Ludolph: I would like to open up the ESP safety question to include any ESP manufacturer respresentatives who may be in the audience. What are the ESP manufacturers doing to help improve the safety and operation of their equipment, and, in turn, the overall safety of the refineries?

Dahlberg: Hamon Research Cottrell has supplied a large number of precipitators to US refineries during the last 15 years. Many of these suggestions are implemented in our design, and we participate in a hazard and operability (HAZOP) study at the beginning of each design process. An additional level of protection would be to limit the power to the operating transformer and rectifiers at startup to stay below the threshold of sparking, which will eliminate a source of sparking in the precipitator and a potential source of ignition of combustible gases.

Catalysts

Under what conditions do gasoline-sulfur reduction additives and catalysts reduce sulfur in gasoline, and by how much? What is the lowest gasoline-sulfur level for which the gasoline-sulfur reduction products are effective? At this gasoline-sulfur level, please quantify the gasoline-sulfur reduction and the amount of additive-catalyst required.

Larsen: That is a very long breath of a question. I will summarize some of Marathon's findings on gasoline-sulfur reduction additives. We have done a lot of testing in our pilot plant in the past. Some of that has already been presented. You can reference Jeff Sexton's response to Question 46 of the 2009 AFPM Q&A FCC session if you want to see a little more data.

In general, we already mentioned our pre and post-treat scenarios and went over how gasoline-sulfur reduction additives work. I will hit on the mechanism of how we believe they work, some of the variables that would impact their performance, and then some of our more recent testing and applicability at already low gasoline-sulfur levels.

In terms of the mechanism, in our pilot-plant testing, we have seen that recombinant reactions play a large role. So no matter what feed-sulfur species end up entering the pilot plant, we get the same gasoline-sulfur species coming out the backend, thereby emphasizing that recombinant reactions in the riser play a large, dominating role in generating gasoline-sulfur species. The additives we tested, for the most part, will crack the gasoline-sulfur species into H2S. I believe there is other technology that will move the sulfur down into coke.

Several variables can cause an effect. Bart already identified vanadium as one of them. Vanadium's impact on the gasoline sulfur-to-feed sulfur ratio in one of our units with operation at low and high-vanadium levels is very significant.

We also have done testing with nitrogen and noticed big effects in the gasoline sulfur. In general, we have tried many types of gasoline-sulfur reduction catalysts and found two that worked well for us. It is important to recognize the importance of balancing the ability of the gasoline-sulfur reduction catalyst to reduce sulfur without having any adverse yield impacts.

We have done economic modeling and confirmed the pilot-plant testing with actual unit post-audits to find additives that work best for us, and we have then gone on to do some of our testing recently at already low gasoline-sulfur levels.

++++++++

▸ Task requirements
1. In the refinery Q&A transcript, why does Marathon conclude that recombinant reactions in the riser dominate the generation of gasoline-sulfur species? Answer in one to three sentences.
2. Which people are named in the refinery Q&A transcript? List all of them.
3. Continue the refinery Q&A transcript, picking up after its last sentence.

++++++++

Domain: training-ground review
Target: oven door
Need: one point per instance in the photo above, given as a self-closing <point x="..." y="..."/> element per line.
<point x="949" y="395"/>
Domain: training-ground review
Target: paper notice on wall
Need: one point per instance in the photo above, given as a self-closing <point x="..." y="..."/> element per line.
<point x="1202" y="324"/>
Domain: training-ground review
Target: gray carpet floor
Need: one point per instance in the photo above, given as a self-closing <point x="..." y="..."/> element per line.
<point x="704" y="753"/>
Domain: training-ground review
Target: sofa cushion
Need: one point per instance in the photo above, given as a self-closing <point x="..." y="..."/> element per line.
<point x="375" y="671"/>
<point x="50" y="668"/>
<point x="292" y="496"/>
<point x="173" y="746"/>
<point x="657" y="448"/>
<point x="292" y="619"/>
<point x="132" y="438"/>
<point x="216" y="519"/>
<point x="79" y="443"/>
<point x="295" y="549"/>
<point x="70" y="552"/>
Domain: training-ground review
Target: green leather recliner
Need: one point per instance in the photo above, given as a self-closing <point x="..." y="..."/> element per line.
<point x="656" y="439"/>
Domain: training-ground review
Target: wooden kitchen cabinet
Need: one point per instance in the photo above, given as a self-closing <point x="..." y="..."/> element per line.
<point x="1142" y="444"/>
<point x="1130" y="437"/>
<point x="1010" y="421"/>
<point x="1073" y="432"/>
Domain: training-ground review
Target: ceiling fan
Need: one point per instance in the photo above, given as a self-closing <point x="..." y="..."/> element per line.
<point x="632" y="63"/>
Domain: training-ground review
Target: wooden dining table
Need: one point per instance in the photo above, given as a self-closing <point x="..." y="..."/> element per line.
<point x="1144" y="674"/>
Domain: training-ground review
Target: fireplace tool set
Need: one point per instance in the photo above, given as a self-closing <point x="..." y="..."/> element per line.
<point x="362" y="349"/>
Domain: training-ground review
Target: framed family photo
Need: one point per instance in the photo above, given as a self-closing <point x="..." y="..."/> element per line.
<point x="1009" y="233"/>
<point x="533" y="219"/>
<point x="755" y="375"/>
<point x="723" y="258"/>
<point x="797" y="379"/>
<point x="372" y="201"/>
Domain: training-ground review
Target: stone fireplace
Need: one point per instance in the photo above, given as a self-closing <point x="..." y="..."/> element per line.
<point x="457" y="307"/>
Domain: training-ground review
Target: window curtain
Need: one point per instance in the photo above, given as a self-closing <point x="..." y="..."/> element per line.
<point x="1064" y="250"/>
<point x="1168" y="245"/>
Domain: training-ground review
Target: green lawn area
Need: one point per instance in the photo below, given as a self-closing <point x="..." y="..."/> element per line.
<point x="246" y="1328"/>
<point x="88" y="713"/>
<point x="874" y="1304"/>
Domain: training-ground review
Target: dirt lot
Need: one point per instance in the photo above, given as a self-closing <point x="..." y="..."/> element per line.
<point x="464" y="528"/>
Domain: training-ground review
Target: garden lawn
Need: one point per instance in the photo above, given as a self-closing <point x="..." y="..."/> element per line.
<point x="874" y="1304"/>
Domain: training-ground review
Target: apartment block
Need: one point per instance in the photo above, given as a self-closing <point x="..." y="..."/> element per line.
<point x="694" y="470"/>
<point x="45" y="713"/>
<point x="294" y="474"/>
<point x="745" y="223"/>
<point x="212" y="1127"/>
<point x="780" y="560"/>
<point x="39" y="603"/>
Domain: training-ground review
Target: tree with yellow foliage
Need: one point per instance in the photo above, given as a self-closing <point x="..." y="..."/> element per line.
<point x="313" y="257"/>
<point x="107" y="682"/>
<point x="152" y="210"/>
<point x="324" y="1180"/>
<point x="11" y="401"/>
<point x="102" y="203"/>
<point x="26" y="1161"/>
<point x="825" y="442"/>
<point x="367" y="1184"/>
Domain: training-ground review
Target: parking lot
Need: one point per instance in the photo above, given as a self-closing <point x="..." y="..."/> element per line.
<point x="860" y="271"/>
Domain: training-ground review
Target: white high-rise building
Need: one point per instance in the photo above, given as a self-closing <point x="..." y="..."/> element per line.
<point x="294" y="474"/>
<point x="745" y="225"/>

++++++++

▸ Responses
1. In Marathon's pilot-plant testing, the same gasoline-sulfur species came out the back end no matter which feed-sulfur species went in. That shows that recombinant reactions in the riser play a large, dominating role in producing those species.

2. Ludolph, Dahlberg, Larsen, Jeff Sexton, Bart

3.
The gasoline sulfur we are starting at is 20 ppm. This is full-range gasoline-sulfur concentration. We have experienced about the same reduction in gasoline sulfur that previously occurred when starting with higher levels of gasoline sulfur. It appears, then, that the additives we have tested worked in about the same range, even when starting with lower gasoline-sulfur levels or reloads.

De Graaf: Additives can help to reduce gasoline sulfur 20-35%, but they cannot perform miracles. Their performance depends on how much hydrogen transfer is already present in the system. There are various contributing factors to the success of this reduction.

I visited a refinery in China that had two different FCC units. They processed the same feed and used the same base catalyst. One FCC, however, had a sort of fluid bed in the unit, while the other was more of a typical side-by-side FCC unit. At similar conversion level, the unit with the sort of fluid bed in the riser had 35% less sulfur in gasoline due to the huge spent-catalyst recycle caused by the fluid bed.

The base catalyst contributes to hydrogen transfer as well. You can optimize the amount of rare earth. The more rare earth you put in the catalyst, the higher the acid-site density in the zeolite, which will result in more hydrogen transfer. A high-alumina catalyst helps reduce sulfur; and as I mentioned before, high vanadium levels also help to reduce gasoline sulfur.

Another factor is how much hydrogen the feed brings in itself. If there is a lot of hydrogen transfer from the feed, the performance of the gasoline-sulfur additive will be affected. It will be more of an uphill battle vs. feed that presents a low amount of hydrogen transfer.

Mercaptans, thiophenes, or hydrothiophenes are easier to remove than benzothiophenes. Typically, you would use about 10- 20% of gasoline-sulfur additive in one inventory, but we have seen that gasoline-sulfur additives are effective over a very wide range of applications.

Clough: I will just add a couple of comments. Both Nik and Bart did a good job talking about a number of key aspects, including speciation. It is important to understand how or what kind of game plan you need in terms of gasoline-sulfur reduction additives. Use of the additive, like Bart said, is about 10-20%. Another point to consider is preblending in order to avoid diluting the base catalyst.

Regarding the use and effectiveness of gasoline-sulfur additives in an instance where you already have low sulfur in the gasoline, I want to share another story from the refinery experience side. Some of our customers in Japan running very low-sulfur feeds are using gasoline-sulfur reduction additives and are still seeing around 20% reduction. So even at already low gasoline-sulfur levels, further reductions are possible.

Reliability

What operating practices or technology upgrades are you using to manage coking in the reactor overhead line at the main fractionator inlet?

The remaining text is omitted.